→ What is needed: Below are records; copy every line in them that holds the word "blue".

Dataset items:
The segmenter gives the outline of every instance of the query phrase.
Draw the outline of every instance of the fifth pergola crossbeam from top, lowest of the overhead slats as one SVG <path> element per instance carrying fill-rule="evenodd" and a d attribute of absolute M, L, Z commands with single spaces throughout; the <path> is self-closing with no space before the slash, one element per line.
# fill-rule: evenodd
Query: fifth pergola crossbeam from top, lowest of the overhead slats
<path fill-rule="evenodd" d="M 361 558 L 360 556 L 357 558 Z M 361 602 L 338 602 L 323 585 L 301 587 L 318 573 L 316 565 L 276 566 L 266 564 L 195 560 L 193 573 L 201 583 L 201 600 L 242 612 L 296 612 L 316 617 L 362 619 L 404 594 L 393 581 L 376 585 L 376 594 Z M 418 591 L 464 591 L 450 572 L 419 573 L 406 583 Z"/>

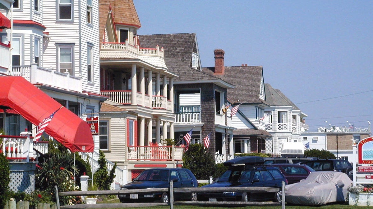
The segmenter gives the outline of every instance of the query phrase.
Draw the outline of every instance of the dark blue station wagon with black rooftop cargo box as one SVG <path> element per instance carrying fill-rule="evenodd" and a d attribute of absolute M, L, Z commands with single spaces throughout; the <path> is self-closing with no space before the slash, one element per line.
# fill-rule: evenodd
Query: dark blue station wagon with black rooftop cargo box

→ Answer section:
Draw the outline of every instance of the dark blue station wagon with black rooftop cargo box as one SVG <path> element per instance carrying fill-rule="evenodd" and a d attribute of absolute M, L, Z commands with single spaces throughout; the <path> is self-closing with no space before the slash, one element per line.
Query: dark blue station wagon with black rooftop cargo box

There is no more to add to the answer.